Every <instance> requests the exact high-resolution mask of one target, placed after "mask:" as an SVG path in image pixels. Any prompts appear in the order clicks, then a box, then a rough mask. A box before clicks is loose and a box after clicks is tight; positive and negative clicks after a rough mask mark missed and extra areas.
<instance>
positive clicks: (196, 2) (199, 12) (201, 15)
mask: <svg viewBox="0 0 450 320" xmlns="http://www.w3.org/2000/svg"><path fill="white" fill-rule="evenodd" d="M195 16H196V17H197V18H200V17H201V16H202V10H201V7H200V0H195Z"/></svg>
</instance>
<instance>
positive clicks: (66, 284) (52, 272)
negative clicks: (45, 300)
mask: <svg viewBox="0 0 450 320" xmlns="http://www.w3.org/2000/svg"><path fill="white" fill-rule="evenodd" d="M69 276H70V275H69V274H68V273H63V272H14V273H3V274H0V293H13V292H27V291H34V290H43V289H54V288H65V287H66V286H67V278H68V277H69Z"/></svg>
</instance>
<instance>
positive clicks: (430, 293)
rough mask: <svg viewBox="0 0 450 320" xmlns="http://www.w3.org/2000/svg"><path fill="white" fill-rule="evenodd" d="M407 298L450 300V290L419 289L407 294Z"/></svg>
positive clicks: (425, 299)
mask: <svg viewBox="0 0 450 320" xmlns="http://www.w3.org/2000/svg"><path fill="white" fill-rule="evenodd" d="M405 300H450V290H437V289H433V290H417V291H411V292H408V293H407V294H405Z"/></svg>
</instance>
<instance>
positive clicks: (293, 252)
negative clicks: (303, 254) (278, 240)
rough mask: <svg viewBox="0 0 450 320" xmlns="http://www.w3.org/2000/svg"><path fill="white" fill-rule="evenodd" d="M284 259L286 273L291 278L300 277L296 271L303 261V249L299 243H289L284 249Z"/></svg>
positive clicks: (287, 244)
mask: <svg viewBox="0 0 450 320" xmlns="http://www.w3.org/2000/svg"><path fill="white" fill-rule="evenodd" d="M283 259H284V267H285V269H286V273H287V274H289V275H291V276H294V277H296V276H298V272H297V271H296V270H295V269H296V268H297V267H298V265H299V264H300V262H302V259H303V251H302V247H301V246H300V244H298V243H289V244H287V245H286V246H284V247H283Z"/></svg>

========

* Required work *
Retype all of the material above, character for character, keeping every line in its original order.

* Exercise solution *
Every <instance> requests the exact high-resolution mask of one target, placed after "mask:" as an SVG path in image pixels. Any prompts appear in the order clicks, then a box, then a rough mask. A box before clicks is loose and a box after clicks is tight; positive and negative clicks after a rough mask mark missed and extra areas.
<instance>
positive clicks: (196, 2) (199, 12) (201, 15)
mask: <svg viewBox="0 0 450 320" xmlns="http://www.w3.org/2000/svg"><path fill="white" fill-rule="evenodd" d="M195 16H196V17H197V18H200V17H201V16H202V10H201V7H200V0H195Z"/></svg>
</instance>
<instance>
positive clicks: (66, 284) (52, 272)
negative clicks: (45, 300)
mask: <svg viewBox="0 0 450 320" xmlns="http://www.w3.org/2000/svg"><path fill="white" fill-rule="evenodd" d="M69 276H70V275H69V274H68V273H63V272H14V273H3V274H0V293H13V292H27V291H34V290H43V289H54V288H65V287H66V286H67V278H68V277H69Z"/></svg>
</instance>
<instance>
positive clicks: (430, 293)
rough mask: <svg viewBox="0 0 450 320" xmlns="http://www.w3.org/2000/svg"><path fill="white" fill-rule="evenodd" d="M407 298L450 300V290L419 289L407 294Z"/></svg>
positive clicks: (425, 299)
mask: <svg viewBox="0 0 450 320" xmlns="http://www.w3.org/2000/svg"><path fill="white" fill-rule="evenodd" d="M405 300H450V290H437V289H433V290H417V291H411V292H408V293H407V294H405Z"/></svg>
</instance>
<instance>
positive clicks: (293, 252)
negative clicks: (303, 254) (278, 240)
rough mask: <svg viewBox="0 0 450 320" xmlns="http://www.w3.org/2000/svg"><path fill="white" fill-rule="evenodd" d="M284 259L286 273L291 278L300 277L296 271L303 261V249L299 243H289L284 249Z"/></svg>
positive clicks: (287, 244)
mask: <svg viewBox="0 0 450 320" xmlns="http://www.w3.org/2000/svg"><path fill="white" fill-rule="evenodd" d="M283 259H284V267H285V269H286V273H287V274H289V275H291V276H294V277H296V276H298V272H297V271H296V270H295V269H296V268H297V267H298V265H299V264H300V262H302V259H303V251H302V247H301V246H300V244H298V243H289V244H287V245H286V246H284V247H283Z"/></svg>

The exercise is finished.